§ TASK ITEM
Please copy each line below that contains the word "cloud".
== DATA FOR PROCESSING ==
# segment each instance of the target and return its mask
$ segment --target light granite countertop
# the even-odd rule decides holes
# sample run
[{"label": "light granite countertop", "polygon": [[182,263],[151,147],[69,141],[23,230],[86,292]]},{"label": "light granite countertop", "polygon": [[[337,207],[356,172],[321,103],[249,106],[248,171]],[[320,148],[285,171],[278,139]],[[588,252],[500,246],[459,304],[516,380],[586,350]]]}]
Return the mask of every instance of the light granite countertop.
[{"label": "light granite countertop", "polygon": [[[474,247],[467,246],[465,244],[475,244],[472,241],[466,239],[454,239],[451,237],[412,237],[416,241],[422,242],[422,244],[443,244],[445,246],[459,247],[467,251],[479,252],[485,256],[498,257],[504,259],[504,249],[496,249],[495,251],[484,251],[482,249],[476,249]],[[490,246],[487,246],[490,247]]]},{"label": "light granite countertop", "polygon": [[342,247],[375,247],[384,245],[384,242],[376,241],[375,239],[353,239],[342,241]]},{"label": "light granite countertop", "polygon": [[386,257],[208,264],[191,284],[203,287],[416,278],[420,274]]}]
===
== DATA FOR PROCESSING ==
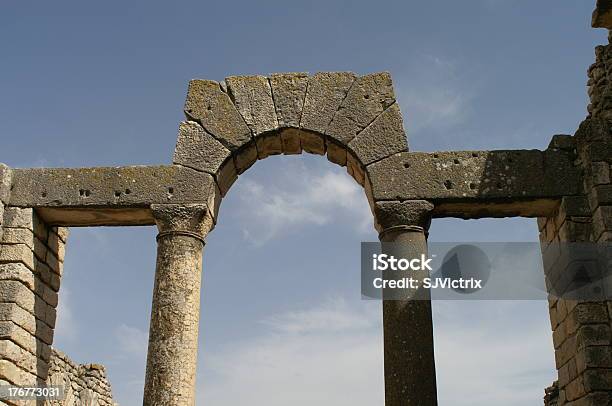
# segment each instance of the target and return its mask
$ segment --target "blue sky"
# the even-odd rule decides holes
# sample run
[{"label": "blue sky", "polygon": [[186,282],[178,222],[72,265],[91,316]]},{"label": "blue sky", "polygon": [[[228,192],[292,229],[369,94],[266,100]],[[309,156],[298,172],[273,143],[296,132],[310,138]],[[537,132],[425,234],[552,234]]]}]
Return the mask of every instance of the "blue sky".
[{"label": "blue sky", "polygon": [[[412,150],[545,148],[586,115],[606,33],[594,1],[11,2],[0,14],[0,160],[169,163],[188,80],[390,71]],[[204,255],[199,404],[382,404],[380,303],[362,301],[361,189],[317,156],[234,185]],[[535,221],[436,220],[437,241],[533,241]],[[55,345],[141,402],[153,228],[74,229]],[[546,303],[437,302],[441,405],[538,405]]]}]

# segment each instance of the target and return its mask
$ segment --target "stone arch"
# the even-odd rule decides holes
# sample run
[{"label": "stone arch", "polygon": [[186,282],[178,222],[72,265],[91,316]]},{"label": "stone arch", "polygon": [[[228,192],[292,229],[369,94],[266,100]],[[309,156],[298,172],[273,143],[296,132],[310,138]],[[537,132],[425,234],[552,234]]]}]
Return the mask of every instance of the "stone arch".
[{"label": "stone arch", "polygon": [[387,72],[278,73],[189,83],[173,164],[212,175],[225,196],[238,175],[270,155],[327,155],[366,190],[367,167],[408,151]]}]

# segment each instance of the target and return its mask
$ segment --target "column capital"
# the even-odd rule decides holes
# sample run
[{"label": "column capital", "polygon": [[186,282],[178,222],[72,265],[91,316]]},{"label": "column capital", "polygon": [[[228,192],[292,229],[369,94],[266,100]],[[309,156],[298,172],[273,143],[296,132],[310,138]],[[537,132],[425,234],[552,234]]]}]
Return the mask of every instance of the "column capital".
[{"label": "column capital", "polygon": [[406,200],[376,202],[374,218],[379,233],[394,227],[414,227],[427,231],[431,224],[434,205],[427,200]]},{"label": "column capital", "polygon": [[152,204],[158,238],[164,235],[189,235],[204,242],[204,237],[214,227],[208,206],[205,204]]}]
===
== DATA FOR PROCESSING ==
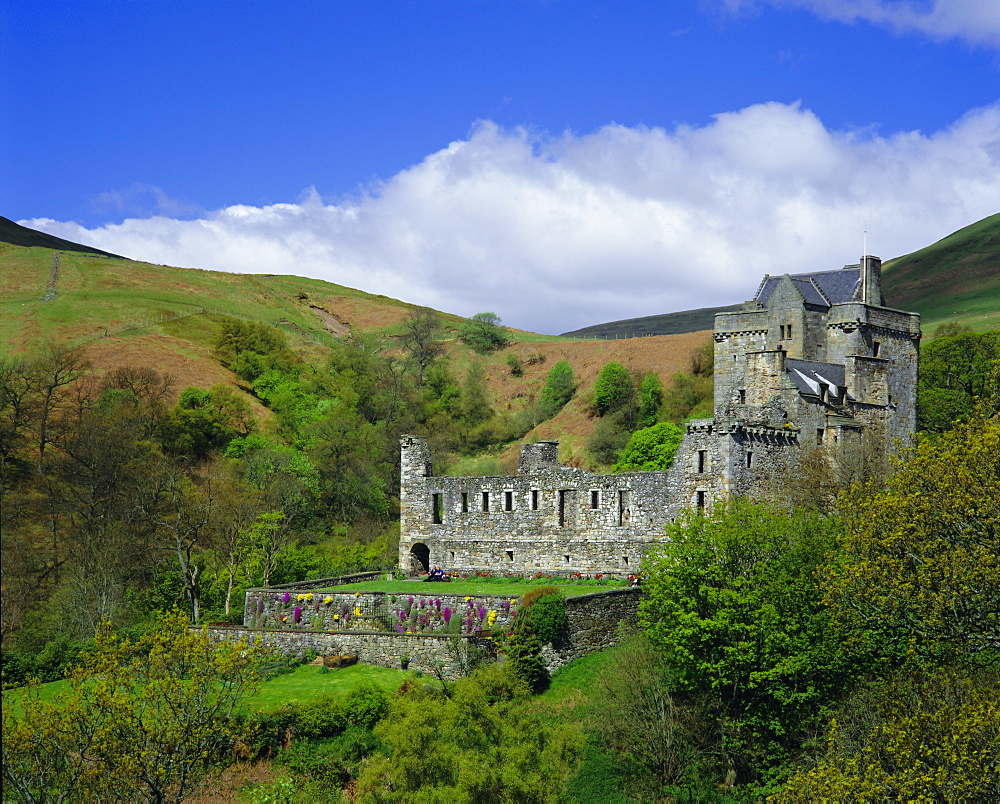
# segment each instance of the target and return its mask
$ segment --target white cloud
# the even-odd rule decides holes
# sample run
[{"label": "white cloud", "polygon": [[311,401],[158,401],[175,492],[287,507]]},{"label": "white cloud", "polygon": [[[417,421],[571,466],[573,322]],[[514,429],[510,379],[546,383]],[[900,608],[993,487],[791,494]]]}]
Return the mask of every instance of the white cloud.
===
§ OUTPUT OF THE TASK
$ segment --target white cloud
[{"label": "white cloud", "polygon": [[311,401],[158,401],[175,492],[287,507]]},{"label": "white cloud", "polygon": [[[417,421],[571,466],[573,322]],[[514,429],[510,379],[546,383]],[[900,608],[993,487],[791,494]]]}]
Return the mask of every instance of the white cloud.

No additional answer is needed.